• [Tarefas do exercício]
1: De que ano é o diploma principal do processo penal, segundo o artigo sobre a intimação das testemunhas de defesa?
2: Continue a redação do artigo sobre a intimação das testemunhas de defesa a partir da última frase apresentada.

• [Trecho da página]

● ● ● ● ● ● ●

Por: Nicole Trauczynski[1] eWanessa Assunção Ramos[2]

 

A partir da Constituição da República de 1988, o processo penal, cujo diploma principal é datado de 1941, deveria ter passado por uma reformulação ou ao menos por uma interpretação sistemática que fizesse efetivas as previsões ali previstas. Contudo, passados mais de trinta anos da promulgação da Constituição da República, a jurisprudência ainda apresenta dificuldades em integrar às persecuções penais as garantias que asseguram ao acusado um Processo Penal Constitucional.

Dentre diversos problemas que a doutrina tem se debruçado a tentar apresentar soluções, encontra-se a negativa de intimação judicial das testemunhas arroladas pela defesa em sede de resposta à acusação, a partir de interpretação equivocada do artigo 396-A do Código de Processo Penal. É nesse sentido que o presente artigo visa explicitar as previsões em tratados internacionais, os princípios constitucionais e demais motivos que evidenciam diferentes violações a partir da referida aplicação legal.

● ● ● ● ● ● ●

(Entradas de dados armazenados)

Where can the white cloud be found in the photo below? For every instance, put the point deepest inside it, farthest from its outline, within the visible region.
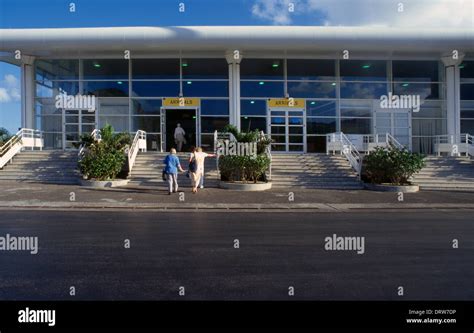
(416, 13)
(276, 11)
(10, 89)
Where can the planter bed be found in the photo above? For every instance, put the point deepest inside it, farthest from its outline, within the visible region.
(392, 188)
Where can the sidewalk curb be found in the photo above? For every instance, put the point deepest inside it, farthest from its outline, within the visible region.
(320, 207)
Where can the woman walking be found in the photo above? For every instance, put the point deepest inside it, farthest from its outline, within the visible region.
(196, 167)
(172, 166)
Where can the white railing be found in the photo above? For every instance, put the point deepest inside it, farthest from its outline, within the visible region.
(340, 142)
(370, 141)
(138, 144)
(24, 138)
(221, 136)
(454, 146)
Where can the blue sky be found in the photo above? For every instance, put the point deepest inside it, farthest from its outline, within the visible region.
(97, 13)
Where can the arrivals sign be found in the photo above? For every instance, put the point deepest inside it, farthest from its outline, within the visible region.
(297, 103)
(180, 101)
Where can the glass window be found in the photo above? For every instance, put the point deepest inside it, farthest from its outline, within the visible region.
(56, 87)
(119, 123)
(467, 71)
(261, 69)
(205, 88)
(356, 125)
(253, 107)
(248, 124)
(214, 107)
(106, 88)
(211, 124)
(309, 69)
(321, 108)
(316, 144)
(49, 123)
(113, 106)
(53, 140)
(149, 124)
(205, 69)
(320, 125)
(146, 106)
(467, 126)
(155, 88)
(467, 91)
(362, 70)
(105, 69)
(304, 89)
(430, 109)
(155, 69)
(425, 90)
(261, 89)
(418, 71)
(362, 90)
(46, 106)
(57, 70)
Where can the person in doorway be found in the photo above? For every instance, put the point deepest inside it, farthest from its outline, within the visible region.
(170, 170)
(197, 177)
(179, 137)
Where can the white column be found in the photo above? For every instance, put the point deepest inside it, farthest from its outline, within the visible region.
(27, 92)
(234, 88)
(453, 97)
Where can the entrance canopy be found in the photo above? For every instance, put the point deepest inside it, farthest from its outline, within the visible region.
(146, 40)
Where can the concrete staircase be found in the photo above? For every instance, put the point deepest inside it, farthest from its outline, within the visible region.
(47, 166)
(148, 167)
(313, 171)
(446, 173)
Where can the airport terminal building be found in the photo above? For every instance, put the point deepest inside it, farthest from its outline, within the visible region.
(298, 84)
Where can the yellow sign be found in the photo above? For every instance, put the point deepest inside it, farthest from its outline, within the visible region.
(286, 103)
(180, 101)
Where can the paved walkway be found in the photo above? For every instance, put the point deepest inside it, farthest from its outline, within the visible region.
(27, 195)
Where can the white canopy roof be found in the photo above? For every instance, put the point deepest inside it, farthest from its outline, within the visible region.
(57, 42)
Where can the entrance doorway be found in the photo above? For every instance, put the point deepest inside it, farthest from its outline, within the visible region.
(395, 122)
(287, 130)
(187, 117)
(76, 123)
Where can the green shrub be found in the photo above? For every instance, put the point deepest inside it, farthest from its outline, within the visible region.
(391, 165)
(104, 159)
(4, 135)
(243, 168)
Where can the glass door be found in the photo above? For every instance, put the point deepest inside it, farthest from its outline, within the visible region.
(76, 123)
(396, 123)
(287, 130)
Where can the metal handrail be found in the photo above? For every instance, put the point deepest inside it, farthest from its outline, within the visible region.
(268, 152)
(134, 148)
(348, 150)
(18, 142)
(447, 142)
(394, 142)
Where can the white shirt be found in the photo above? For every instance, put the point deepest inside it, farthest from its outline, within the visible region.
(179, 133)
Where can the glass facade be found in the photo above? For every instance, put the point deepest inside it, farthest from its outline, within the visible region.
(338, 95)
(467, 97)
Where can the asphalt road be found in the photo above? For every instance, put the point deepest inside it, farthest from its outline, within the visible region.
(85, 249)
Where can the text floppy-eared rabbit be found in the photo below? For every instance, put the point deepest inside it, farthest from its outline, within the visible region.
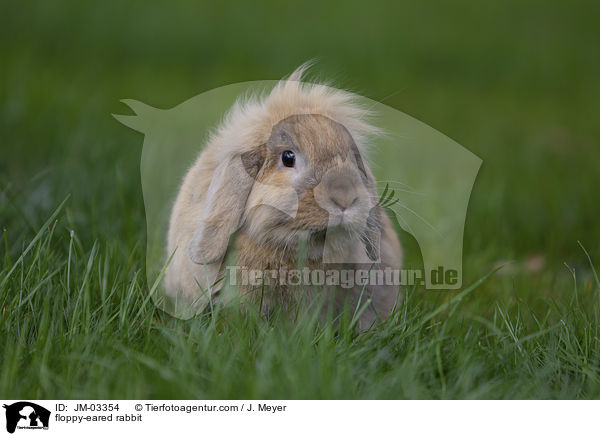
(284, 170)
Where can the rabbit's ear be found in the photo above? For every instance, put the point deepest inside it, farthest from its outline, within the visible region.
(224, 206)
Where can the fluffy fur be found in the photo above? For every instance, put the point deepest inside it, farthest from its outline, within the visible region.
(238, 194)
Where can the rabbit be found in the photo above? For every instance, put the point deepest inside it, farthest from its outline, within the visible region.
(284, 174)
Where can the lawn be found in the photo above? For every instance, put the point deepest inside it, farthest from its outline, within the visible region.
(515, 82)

● ● ● ● ● ● ●

• [Respostas]
1: O diploma principal do processo penal é datado de 1941.

2:
  1. O CONTRADITÓRIO E A AMPLA DEFESA NOS TRATADOS INTERNACIONAIS E NA CONSTITUIÇÃO DA REPÚBLICA.

O direito de ouvir testemunhas é pautado em tratados internacionais e em previsões constitucionais. É nesse exato sentido que a Declaração Universal dos Direitos Humanos (art. XI[3]), Convenção para a Proteção dos Direitos do Homem e das Liberdades Fundamentais (art. 6, 3, ‘b’ e ‘d’[4]) e a Convenção Americana de Direitos Humanos (art. 8, 2, ‘c’ e ‘f’[5]) dispõem. Ademais, a Constituição da República, especialmente em seu artigo 5º, caput e incisos LIV e LV[6], por meio dos princípios da igualdade, devido processo legal e contraditório e ampla defesa, também integram as previsões que tratam sobre a matéria.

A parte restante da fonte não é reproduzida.